THE REQUEST » Count the lines in the entries below that contain the string "railing", and reply with that number alone.

EXTRACTED DATA »
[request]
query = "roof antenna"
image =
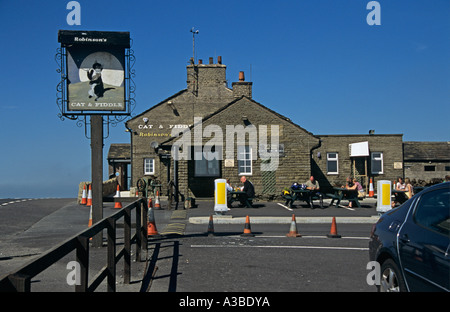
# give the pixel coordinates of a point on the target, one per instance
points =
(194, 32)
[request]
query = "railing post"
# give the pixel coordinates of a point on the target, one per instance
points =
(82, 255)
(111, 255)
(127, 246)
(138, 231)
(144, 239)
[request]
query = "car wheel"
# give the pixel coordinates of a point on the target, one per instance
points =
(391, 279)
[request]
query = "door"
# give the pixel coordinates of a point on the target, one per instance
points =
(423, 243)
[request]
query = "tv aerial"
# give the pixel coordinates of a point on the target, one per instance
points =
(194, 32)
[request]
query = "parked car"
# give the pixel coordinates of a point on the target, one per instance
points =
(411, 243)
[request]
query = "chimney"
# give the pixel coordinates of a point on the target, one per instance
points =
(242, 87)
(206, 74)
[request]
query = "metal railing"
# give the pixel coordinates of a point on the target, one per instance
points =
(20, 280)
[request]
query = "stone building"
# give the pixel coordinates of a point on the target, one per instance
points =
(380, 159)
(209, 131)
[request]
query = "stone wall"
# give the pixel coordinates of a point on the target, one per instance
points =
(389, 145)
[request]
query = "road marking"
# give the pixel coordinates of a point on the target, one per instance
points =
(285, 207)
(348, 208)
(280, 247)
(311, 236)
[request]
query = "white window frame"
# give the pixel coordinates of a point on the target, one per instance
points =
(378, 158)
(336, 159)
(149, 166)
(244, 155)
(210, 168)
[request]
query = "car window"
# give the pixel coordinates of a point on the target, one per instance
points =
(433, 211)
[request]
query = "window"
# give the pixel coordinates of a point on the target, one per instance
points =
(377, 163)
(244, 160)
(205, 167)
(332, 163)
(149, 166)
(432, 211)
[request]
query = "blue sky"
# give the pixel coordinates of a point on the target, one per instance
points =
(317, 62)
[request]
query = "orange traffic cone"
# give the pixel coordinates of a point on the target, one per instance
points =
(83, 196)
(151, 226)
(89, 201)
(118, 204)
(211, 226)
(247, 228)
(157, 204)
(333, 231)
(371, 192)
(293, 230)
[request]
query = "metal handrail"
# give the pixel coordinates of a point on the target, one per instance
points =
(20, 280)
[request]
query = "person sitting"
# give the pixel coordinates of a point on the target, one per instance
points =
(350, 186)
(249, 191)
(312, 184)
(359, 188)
* * *
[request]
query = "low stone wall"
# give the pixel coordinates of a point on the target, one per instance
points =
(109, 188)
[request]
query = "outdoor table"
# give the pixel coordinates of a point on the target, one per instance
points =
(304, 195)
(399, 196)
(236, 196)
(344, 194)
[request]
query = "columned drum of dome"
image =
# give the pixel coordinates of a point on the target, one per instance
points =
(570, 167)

ANSWER TO THIS PROBLEM » 2